**TASK DESCRIPTION:** Reproduce the material below word for word, from the line that contains "Task: locate the roundel" through the line that contains "column 147, row 251", including both of those lines.
....................
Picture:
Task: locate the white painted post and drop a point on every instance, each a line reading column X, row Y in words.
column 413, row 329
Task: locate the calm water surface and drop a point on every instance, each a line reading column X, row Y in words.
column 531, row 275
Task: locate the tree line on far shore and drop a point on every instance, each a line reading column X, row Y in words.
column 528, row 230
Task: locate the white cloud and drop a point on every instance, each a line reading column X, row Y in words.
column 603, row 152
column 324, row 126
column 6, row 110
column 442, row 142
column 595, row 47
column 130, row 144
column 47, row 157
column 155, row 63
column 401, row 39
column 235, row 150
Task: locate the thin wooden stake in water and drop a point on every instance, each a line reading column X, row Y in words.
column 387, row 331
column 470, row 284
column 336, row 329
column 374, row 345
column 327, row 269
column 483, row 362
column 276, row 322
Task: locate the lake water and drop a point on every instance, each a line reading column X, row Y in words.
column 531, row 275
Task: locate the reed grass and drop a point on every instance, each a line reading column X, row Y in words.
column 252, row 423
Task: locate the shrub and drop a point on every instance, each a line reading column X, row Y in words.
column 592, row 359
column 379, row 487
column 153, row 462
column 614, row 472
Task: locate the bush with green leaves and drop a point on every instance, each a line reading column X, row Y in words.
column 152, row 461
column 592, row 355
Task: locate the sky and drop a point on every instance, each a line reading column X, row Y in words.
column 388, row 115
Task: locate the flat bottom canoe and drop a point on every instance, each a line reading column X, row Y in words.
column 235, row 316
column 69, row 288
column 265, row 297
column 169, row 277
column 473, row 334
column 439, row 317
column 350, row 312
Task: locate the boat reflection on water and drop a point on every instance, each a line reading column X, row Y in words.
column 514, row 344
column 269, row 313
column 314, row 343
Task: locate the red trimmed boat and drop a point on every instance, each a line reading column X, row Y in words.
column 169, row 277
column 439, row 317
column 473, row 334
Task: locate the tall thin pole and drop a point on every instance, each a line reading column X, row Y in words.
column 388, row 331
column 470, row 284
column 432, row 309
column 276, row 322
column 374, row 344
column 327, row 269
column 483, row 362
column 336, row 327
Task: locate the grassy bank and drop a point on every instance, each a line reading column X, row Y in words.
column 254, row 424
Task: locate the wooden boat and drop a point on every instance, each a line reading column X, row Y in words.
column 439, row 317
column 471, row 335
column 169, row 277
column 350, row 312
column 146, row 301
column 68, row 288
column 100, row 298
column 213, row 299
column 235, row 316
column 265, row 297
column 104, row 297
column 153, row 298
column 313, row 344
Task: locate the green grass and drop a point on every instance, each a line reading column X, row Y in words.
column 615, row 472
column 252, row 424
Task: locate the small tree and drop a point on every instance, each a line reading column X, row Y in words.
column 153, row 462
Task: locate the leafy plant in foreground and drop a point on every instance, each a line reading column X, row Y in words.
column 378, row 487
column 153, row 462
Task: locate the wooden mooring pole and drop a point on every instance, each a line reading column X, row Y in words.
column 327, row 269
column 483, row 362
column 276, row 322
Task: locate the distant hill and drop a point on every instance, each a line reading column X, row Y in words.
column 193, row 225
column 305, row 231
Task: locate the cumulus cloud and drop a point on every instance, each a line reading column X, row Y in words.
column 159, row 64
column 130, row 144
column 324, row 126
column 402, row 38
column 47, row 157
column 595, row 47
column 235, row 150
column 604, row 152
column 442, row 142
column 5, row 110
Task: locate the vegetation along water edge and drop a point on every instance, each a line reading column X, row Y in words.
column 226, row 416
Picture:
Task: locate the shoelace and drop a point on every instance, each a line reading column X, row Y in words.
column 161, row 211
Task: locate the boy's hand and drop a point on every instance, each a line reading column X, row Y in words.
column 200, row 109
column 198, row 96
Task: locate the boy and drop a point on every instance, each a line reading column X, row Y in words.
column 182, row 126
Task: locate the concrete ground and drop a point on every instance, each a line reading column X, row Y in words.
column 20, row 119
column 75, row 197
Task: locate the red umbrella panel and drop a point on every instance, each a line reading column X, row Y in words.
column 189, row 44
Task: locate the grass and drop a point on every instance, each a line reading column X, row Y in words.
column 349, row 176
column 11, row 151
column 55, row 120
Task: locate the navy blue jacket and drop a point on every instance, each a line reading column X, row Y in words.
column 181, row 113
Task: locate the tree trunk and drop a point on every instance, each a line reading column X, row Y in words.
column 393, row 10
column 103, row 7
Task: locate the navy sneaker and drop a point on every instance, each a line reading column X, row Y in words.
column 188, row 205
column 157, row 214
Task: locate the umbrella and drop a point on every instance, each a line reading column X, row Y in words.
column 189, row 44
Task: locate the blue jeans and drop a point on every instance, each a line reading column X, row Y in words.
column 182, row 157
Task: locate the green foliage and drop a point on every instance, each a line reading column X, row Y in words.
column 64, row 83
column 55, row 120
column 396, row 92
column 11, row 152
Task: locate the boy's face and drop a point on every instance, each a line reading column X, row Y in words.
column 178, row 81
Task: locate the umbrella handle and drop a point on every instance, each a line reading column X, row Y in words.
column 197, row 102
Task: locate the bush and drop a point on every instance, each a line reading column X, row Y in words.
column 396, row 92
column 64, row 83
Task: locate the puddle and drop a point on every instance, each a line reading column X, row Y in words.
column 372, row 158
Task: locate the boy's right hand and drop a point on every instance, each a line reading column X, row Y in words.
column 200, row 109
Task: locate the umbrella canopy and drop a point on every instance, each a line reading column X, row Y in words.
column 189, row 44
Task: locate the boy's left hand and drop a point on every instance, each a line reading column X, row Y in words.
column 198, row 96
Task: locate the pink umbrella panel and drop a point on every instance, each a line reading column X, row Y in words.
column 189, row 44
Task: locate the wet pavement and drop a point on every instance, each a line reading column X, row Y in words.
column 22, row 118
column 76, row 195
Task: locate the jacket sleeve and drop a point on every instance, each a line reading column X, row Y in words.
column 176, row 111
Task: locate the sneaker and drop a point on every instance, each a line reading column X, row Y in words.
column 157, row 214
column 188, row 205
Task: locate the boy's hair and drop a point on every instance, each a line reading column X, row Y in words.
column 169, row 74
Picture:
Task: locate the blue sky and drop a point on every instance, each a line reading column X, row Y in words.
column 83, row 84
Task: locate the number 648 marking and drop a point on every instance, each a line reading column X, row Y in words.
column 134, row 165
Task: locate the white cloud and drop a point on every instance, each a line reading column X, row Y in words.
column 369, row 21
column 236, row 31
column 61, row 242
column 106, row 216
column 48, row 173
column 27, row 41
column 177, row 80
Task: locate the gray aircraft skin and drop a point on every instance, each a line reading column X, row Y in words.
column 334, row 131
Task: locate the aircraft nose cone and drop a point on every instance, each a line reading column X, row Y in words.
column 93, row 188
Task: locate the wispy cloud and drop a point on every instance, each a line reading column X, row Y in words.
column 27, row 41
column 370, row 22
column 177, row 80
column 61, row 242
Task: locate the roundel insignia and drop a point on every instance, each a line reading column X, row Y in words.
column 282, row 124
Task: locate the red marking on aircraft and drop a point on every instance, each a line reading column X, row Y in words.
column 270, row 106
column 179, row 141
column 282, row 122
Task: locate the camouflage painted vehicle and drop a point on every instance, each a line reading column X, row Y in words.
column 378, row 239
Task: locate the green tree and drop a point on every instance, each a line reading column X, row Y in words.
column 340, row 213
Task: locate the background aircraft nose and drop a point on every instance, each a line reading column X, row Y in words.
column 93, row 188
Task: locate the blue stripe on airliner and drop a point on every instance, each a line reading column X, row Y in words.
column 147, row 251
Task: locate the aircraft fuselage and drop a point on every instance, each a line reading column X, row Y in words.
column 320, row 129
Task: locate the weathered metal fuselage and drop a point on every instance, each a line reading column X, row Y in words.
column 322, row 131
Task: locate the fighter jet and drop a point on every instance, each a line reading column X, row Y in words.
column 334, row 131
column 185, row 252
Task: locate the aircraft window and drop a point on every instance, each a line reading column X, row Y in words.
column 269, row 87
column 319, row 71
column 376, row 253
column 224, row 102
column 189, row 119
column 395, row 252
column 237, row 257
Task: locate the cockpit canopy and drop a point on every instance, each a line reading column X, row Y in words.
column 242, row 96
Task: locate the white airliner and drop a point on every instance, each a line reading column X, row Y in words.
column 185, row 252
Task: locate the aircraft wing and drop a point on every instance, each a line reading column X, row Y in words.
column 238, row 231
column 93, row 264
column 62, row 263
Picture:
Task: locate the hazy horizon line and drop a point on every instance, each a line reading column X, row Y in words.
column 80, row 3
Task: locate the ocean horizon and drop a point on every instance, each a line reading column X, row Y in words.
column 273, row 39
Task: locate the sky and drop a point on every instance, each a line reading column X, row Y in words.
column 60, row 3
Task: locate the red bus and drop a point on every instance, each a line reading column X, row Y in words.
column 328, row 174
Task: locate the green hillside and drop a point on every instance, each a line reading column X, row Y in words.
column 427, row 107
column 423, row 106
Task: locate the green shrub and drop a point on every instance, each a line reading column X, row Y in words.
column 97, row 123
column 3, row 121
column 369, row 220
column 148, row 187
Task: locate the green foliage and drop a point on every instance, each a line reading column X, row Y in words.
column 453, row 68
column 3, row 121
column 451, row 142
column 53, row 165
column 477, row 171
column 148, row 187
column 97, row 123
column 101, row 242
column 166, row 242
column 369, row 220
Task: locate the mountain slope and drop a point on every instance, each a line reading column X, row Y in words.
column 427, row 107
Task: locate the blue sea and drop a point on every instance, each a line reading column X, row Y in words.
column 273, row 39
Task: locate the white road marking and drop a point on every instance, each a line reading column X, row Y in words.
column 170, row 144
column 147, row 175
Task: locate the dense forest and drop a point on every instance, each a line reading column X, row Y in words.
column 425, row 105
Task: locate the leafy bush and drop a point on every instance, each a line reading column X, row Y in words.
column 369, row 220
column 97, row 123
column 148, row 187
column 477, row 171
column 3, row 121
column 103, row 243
....................
**ANSWER TO THE PROBLEM:**
Task: locate the roundel insignia and drop a point on every instance, each a line reading column X, row Y in words.
column 282, row 124
Task: locate the red marking on aircraft and drop a point on every instance, each a line reading column X, row Y in words.
column 270, row 106
column 179, row 141
column 282, row 122
Task: locate the camouflage painted vehicle and drop a point on every instance, each a line reading column X, row Y in words.
column 378, row 239
Task: locate the green tree and drop a point on every instance, each a line reading column X, row Y in words.
column 340, row 213
Task: locate the background aircraft nose and drop a point on every instance, each a line reading column X, row Y in words.
column 93, row 188
Task: locate the blue stripe on airliner and drop a point on every instance, each a line reading column X, row Y in words.
column 147, row 251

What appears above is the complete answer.